Thursday, January 20, 2011

Web Application Testing in Ruby: Catch and Throw

Web Application Testing in Ruby: Web Application Testing in Ruby: What is Ecxeption in Ruby??

Catch and Throw
The catch and throw keywords enable you to jump up the error stack, thereby in effect performing a goto. If you can think of a good reason to do this, research these two keywords on your own. Personally, I'd prefer to stay away from them.

We've just scratched the surface of exception handling, but you probably have enough now to at least write simple exceptions and read other people's exception code.
Terminal IO
This section will cover just a few of the many ways you can do terminal IO. You've already learned about print and puts:
#!/usr/bin/ruby
print "This is the first half of Line 1. "
print "This is the second half.", "\n"
puts "This is line 2, no newline necessary."

The preceding code produces the following result:
[slitt@mydesk slitt]$ ./hello.rb
This is the first half of Line 1. This is the second half.
This is line 2, no newline necessary.
[slitt@mydesk slitt]$

Ruby has a printf() command similar to C:
#!/usr/bin/ruby
printf "There were %7d people at the %s.\n", 439, "Avalanche Auditorium"
[slitt@mydesk slitt]$ ./hello.rb
There were 439 people at the Avalanche Auditorium.
[slitt@mydesk slitt]$

You get line oriented keyboard input with gets:
#!/usr/bin/ruby
print "Name please=>"
name = gets
print "Your name is ", name, "\n"
[slitt@mydesk slitt]$ ./hello.rb
Name please=>Steve Litt
Your name is Steve Litt

[slitt@mydesk slitt]$

You can get a single character with gets(). However, the user will need to press the Enter key before gets() will accept the character. To enable instantaneous recognition of the character, you must set cbreak before gets() and then reset it afterwards, like this:
#!/usr/bin/ruby
print "Character please=>"

################

▸ **DIRECTIONS**:
[A] According to the Ruby post, what must the user do before gets() will accept a single character?
[B] Pick up the Ruby post right after its final line and write the next part.
The listing that comes next is separate material and has nothing to do with the Ruby post.

▸ **INFORMATION PROVIDED**:
################

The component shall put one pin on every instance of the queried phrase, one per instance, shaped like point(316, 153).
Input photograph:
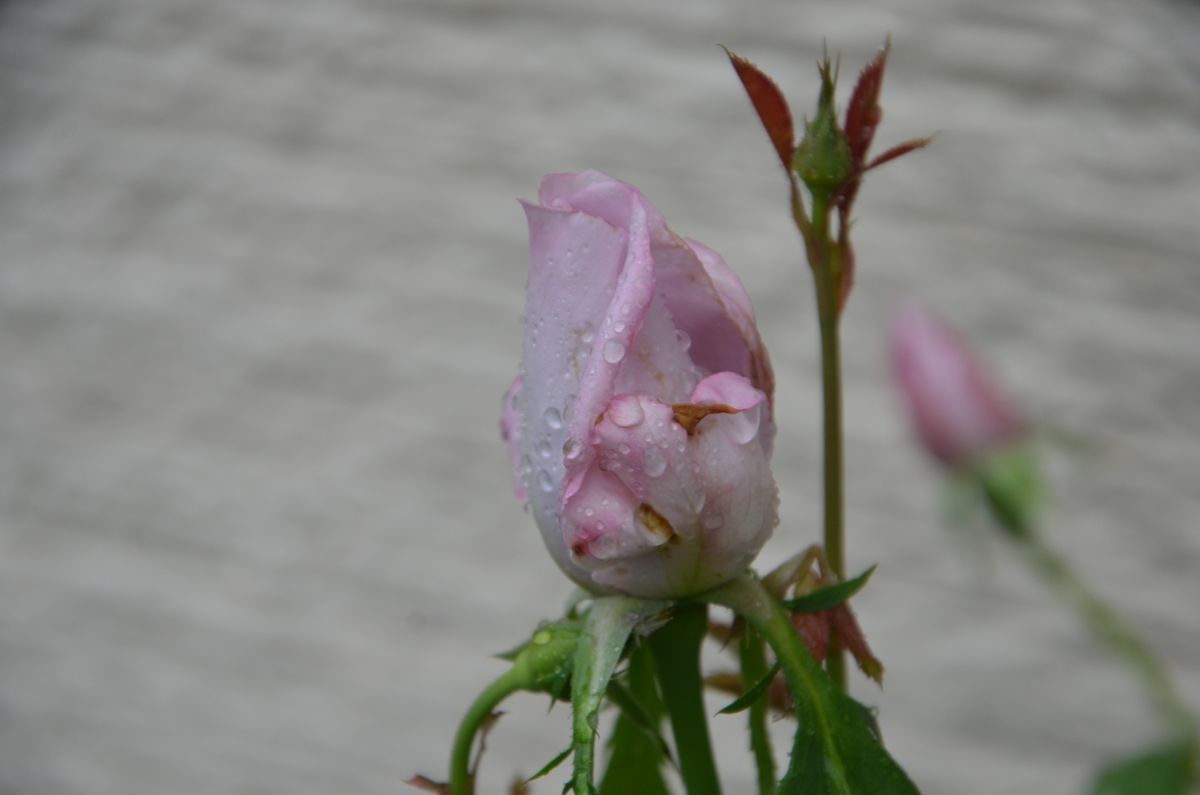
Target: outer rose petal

################

▸ **THE RESULTS**:
[A] The user must press the Enter key.

[B]
system "stty cbreak /dev/tty 2>&1";
int = STDIN.getc
system "stty -cbreak /dev/tty 2>&1";
print "\nYou pressed >", int, "<, char >", int.chr, "<\n"
[slitt@mydesk slitt]$ ./hello.rb
Character please=>A
You pressed >65<, char >A<
[slitt@mydesk slitt]$

The cbreak commands seem to work on modern Linuces. They are VERY system dependent, and as far as I know don't work on Windows at all. On some Unices you might try these instead:
system "stty", '-icanon', 'eol', "\001";
int = STDIN.getc
system "stty", 'icanon', 'eol', '^@'; # ASCII null
Terminal I/O is pretty simple in Ruby. So is file I/O...
File IO
File I/O uses the File object. It's very straightforward, as you can see from the following program, which opens resolv.conf for input, andjunk.jnk for output, and then copies each line from the input file to the output file:
#!/usr/bin/ruby
infile = File.new("/etc/resolv.conf", "r")
outfile = File.new("junk.jnk", "w")
infile.each {
|i|
outfile.write i
}
outfile.close()
infile.close()

outfile = File.new("junk.jnk", "r")
outfile.each {
|i|
print ">>", i
}
[slitt@mydesk slitt]$ ./hello.rb
>>search domain.cxm
>>nameserver 192.168.100.103
>>
>># ppp temp entry
[slitt@mydesk slitt]$

Perl has a way to immediately read a whole file into an array, and so does Ruby:
#!/usr/bin/ruby
infile = File.new("/etc/resolv.conf", "r")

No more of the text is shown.